■ **Task objective**
Retype every record that follows, character for character.

*** Excerpted records Section Begins ***

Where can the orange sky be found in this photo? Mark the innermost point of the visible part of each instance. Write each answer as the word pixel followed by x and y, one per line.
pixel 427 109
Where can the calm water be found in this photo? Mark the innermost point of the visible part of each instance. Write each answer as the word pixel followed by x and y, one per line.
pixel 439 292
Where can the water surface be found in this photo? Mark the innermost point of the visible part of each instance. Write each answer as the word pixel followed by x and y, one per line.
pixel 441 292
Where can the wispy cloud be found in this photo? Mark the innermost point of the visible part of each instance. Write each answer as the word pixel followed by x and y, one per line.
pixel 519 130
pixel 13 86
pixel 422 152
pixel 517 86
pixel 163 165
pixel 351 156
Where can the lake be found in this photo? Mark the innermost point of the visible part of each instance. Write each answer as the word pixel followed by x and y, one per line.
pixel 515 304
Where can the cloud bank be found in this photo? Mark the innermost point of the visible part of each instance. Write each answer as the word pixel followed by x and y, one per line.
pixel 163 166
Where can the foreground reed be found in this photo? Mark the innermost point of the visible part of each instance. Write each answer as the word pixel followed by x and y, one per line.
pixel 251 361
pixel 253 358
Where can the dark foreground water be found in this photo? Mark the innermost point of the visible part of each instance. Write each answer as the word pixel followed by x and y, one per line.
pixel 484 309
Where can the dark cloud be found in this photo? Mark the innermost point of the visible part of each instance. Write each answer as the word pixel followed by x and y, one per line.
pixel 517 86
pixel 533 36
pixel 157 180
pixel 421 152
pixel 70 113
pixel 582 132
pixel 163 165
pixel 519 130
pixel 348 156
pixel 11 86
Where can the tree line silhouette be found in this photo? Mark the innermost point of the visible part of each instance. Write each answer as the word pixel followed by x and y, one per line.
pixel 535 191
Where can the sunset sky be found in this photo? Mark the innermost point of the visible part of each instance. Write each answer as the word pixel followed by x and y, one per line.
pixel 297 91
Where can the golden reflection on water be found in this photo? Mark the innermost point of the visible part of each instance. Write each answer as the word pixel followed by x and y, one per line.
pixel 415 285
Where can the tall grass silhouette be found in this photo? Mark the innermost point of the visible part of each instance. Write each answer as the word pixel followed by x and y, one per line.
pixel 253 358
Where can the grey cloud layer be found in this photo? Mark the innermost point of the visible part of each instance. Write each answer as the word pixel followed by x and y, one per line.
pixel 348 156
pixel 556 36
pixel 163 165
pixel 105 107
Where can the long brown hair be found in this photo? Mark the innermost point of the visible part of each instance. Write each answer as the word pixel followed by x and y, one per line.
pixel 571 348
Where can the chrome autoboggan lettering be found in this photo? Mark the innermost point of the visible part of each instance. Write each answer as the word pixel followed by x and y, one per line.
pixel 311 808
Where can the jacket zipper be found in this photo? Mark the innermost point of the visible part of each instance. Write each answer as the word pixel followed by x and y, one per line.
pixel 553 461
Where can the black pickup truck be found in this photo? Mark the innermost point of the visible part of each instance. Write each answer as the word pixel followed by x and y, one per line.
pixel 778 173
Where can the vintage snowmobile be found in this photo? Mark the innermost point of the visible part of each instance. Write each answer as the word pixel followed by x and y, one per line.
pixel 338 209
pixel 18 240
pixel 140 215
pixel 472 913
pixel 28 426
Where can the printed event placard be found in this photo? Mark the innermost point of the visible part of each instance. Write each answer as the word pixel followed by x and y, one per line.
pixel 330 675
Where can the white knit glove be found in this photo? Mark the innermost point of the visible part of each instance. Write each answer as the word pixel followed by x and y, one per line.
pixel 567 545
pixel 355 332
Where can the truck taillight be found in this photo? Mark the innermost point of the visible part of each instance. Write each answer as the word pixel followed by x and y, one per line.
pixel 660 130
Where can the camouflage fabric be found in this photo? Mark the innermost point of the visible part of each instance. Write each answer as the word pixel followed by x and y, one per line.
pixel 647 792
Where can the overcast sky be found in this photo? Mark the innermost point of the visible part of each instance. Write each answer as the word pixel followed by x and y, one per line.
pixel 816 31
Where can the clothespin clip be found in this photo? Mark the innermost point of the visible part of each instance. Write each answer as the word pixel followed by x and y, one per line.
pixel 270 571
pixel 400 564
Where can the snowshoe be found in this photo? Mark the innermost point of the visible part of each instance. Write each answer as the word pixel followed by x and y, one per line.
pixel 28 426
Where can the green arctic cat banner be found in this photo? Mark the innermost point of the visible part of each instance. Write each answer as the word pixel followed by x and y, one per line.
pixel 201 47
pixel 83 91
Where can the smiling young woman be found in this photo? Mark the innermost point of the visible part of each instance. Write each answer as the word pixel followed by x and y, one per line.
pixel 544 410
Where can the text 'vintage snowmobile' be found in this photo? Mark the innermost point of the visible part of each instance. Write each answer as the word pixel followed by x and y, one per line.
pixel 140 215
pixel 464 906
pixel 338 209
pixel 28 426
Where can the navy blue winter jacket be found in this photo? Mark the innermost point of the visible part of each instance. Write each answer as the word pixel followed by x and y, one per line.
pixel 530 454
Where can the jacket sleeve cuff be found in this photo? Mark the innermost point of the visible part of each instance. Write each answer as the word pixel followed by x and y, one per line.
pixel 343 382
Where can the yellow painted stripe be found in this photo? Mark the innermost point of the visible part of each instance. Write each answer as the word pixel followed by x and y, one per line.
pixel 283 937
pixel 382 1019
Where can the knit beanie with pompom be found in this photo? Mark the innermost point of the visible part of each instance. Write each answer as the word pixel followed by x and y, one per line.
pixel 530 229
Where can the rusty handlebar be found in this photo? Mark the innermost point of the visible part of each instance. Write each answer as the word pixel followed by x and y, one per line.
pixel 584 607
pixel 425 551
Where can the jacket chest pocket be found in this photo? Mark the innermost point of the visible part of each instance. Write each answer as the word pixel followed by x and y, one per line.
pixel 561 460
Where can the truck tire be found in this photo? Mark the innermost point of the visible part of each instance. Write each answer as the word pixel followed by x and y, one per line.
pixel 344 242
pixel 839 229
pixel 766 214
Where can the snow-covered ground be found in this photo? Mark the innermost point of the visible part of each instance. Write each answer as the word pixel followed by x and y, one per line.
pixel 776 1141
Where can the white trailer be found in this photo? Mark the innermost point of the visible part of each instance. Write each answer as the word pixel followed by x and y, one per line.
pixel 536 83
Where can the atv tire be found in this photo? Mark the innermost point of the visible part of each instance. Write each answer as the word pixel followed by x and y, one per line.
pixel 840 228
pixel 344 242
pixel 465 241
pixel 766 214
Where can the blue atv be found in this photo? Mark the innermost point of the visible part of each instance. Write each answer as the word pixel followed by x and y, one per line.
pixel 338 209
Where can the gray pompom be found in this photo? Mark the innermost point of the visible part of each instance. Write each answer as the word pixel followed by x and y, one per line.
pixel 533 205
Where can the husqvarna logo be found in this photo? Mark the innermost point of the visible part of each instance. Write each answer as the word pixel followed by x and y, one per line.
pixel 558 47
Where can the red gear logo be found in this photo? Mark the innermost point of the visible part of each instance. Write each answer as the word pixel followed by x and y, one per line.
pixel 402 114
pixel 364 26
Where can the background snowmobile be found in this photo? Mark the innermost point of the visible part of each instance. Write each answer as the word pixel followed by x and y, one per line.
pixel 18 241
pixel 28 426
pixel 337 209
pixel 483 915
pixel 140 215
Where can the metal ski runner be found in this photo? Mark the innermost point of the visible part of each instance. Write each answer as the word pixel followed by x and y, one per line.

*** Excerpted records Section Ends ***

■ **Response below**
Where can the orange sky be found in this photo? Mark the innermost point of the visible part of each instance. Write each answer as the word pixel followed by x and y, one per line.
pixel 427 109
Where can the calm water be found in this photo? Mark the innermost point of the visible part of each instance. Write each answer as the word pixel followed by x and y, one per line.
pixel 439 292
Where can the water surface be found in this photo? Mark the innermost point of the visible part of each instance. Write each answer as the word pixel followed by x and y, one per line.
pixel 441 292
Where can the wispy cloud be found in this photo? Mark the innermost point of the visible part of each instance. Write each answer as the word pixel followed by x and y, one per line.
pixel 519 130
pixel 13 86
pixel 422 152
pixel 517 86
pixel 163 165
pixel 351 156
Where can the lake be found in this photo? Mark the innermost point of the visible part of each instance. Write each answer as the word pixel followed by x and y, one per line.
pixel 515 304
Where can the cloud bank be found in this photo? Mark the innermost point of the visible part of each instance. Write each answer as the word pixel followed by x and y, one per line.
pixel 163 166
Where can the foreground reed be found in this photo? Mark the innermost point of the visible part of each instance. Write each answer as the word pixel followed by x and y, one per line.
pixel 251 361
pixel 253 358
Where can the dark foreground water be found in this photo? Mark the innermost point of the visible part of each instance. Write each answer as the word pixel followed by x and y, one per line.
pixel 484 309
Where can the dark cloud be found in this photo? Mark the innermost point of the visible part of each instance. Write each answer as the word pixel followed by x and y, one per line.
pixel 517 86
pixel 533 36
pixel 157 180
pixel 421 152
pixel 70 113
pixel 582 132
pixel 163 165
pixel 519 130
pixel 348 156
pixel 11 86
Where can the tree line silhouette be found in this photo? Mark the innermost point of the visible part of each instance. Write each answer as the word pixel followed by x and y, one per line.
pixel 535 191
Where can the sunset sky be found in this photo? Mark the innermost point of the visible part of each instance. Write each answer as the word pixel followed by x and y, one per line.
pixel 297 91
Where can the golden reflection on water be found in this photo? Mark the innermost point of the visible part of each instance. Write each answer as the word pixel followed by x and y, one per line.
pixel 415 285
Where can the tall grass silhouette be found in this photo? Mark the innermost point of the visible part of each instance. Write each answer as the word pixel followed by x and y, one per line.
pixel 253 358
Where can the grey cloud layer be found in this photo? Mark the innermost point of the visible part of each instance. Write each answer as the word pixel followed by x and y, one per line.
pixel 348 156
pixel 556 36
pixel 163 165
pixel 105 107
Where can the long brown hair be found in this photo? Mark the innermost point of the visible part of each instance. Write each answer as the word pixel followed by x and y, one per line.
pixel 571 348
Where can the chrome autoboggan lettering be found in this photo? Mark the innermost point of the visible part of each instance. Write each answer as the word pixel followed by x and y, one per line.
pixel 311 808
Where can the jacket zipper be found in this photo? Mark the innermost point of the visible part of each instance. Write each answer as the word pixel followed by x and y, one per line.
pixel 553 461
Where can the black pickup truck be found in this photo? Mark the innermost point of the visible part of each instance. Write each answer as the word pixel followed by x and y, one per line.
pixel 778 173
Where can the vintage snowmobile be found in this photo? Mark the innermost point of the visible part of each instance. Write each answer as the word pixel followed by x and y, one per line.
pixel 338 209
pixel 18 240
pixel 140 215
pixel 472 913
pixel 28 426
Where can the printed event placard be found in this photo? Mark the innermost point of the visible part of each instance. Write each answer as the word pixel followed by x and y, one per line.
pixel 330 675
Where can the white knit glove be found in this photo? Mark the innermost point of the visible part of each instance. Write each answer as the word pixel followed by x and y, one per line.
pixel 567 545
pixel 355 332
Where can the truck taillight be found in this photo? Mark the innermost point of the visible part of each instance. Write each answer as the word pixel followed by x and y, one per line.
pixel 660 130
Where can the camouflage fabric be found in this photo? Mark the innermost point of the visible part of each instance. Write each answer as the word pixel followed by x and y, one per line.
pixel 647 792
Where can the overcast sky be found in this photo? Mark the innermost point of the visible part of each instance. Write each answer as the word pixel followed by x and y, one per line.
pixel 816 31
Where can the clothespin clip be found in this photo? Mark the innermost point of the visible part of each instance. Write each answer as the word pixel followed by x and y, one per line.
pixel 270 571
pixel 400 564
Where can the snowshoe be found in this photo? Mark the innermost point of the visible part of each instance. Write each answer as the word pixel followed by x and y, one per line.
pixel 28 426
Where can the green arctic cat banner be found in this photo? Mark the innermost point of the visible part of each instance. Write each answer as the word pixel followed by x and y, one per line.
pixel 201 47
pixel 83 91
Where can the smiling young woman be found in this photo? Mark the innermost point of the visible part of each instance. Write each answer as the word pixel followed by x and y, one per line.
pixel 544 410
Where can the text 'vintage snowmobile' be found in this photo? Mark the innermost point of the visible part of each instance. Write each answer as the word pixel followed by x and y, one per line.
pixel 140 215
pixel 464 906
pixel 338 209
pixel 28 426
Where can the navy blue winter jacket be found in this photo? Mark the innermost point of the visible part of each instance. Write each answer as the word pixel followed by x and y, one per line.
pixel 530 454
Where can the jacket sleeve cuff be found in this photo? Mark the innermost point of the visible part of each instance. Write each answer as the word pixel followed by x and y, one per line.
pixel 343 382
Where can the yellow painted stripe be found in this photo? Mark the innermost point of the visible part of each instance. Write each answer as the word pixel followed by x and y, one per line.
pixel 283 937
pixel 382 1019
Where can the knit beanie with pompom be found in this photo? Mark the innermost point of the visible part of each instance. Write each answer as the word pixel followed by x and y, one per line.
pixel 530 229
Where can the rusty handlebar be found in this photo? Mark the innermost point of the visible part of each instance. Write each answer as the word pixel followed by x and y, one per line.
pixel 584 607
pixel 425 551
Where can the jacket chest pocket be found in this photo? Mark the innermost point of the visible part of each instance. Write each answer as the word pixel followed by x and y, one per line.
pixel 561 460
Where can the truck tire be found in this photo? Mark the innermost point of the visible part of each instance. Write each answer as the word pixel followed by x and y, one per line.
pixel 344 242
pixel 839 229
pixel 766 214
Where can the snow-covered ground be found in this photo? Mark the innermost point of the visible part of each instance. Write each answer as the word pixel followed by x and y, one per line.
pixel 776 1141
Where can the white trailer be found in this photo? Mark the innermost point of the visible part of each instance. Write each answer as the word pixel followed by x and y, one per line.
pixel 536 83
Where can the atv tire be found in this photo? Mark the innermost point of the visible part of each instance. Write each answer as the word pixel followed by x and y, one per line.
pixel 840 228
pixel 344 242
pixel 465 241
pixel 766 214
Where can the blue atv be found in this photo? Mark the innermost point of the visible part of each instance. Write each answer as the word pixel followed by x and y, one per line.
pixel 338 209
Where can the gray pompom be found in this photo? Mark the innermost point of the visible part of each instance. Write each answer as the word pixel followed by x and y, one per line.
pixel 533 205
Where can the husqvarna logo be found in this photo? Mark the innermost point of the visible part of each instance. Write each answer as the word pixel followed by x and y, one per line.
pixel 558 47
Where can the red gear logo be found in this photo? Mark the innermost point of the visible part of each instance. Write each answer as the word pixel followed by x and y, one per line.
pixel 402 114
pixel 364 26
Where can the background snowmobile be found in this photo? Mark the innermost point of the visible part of each instance. Write each answer as the word pixel followed by x and y, one per line.
pixel 18 241
pixel 28 426
pixel 337 209
pixel 483 915
pixel 140 215
Where can the metal ski runner be found in this photo? Mark the innermost point of the visible part of each instance. Write each answer as the word pixel followed by x and y, one per line.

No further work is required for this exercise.